*** Opening Data for review ***
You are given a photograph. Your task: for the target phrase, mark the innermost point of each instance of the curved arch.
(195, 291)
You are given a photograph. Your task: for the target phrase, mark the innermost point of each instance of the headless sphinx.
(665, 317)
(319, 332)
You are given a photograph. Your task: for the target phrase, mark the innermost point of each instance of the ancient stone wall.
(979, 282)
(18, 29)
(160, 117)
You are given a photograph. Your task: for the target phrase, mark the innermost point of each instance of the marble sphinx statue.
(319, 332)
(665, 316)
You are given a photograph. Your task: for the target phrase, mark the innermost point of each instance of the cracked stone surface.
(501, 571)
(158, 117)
*** Closing Data for review ***
= Work order =
Write out exactly the lines from the one containing "marble sphinx statue." through the end of the data, both included. Add nothing else.

= Task answer =
You are given a photograph. Your task: for the target phrase, mark the innermost point of each instance of the marble sphinx statue.
(319, 332)
(665, 316)
You are given a photograph. Your task: for the target phrase, mark the innermost point of each instance of the cracked stone surface.
(501, 571)
(158, 117)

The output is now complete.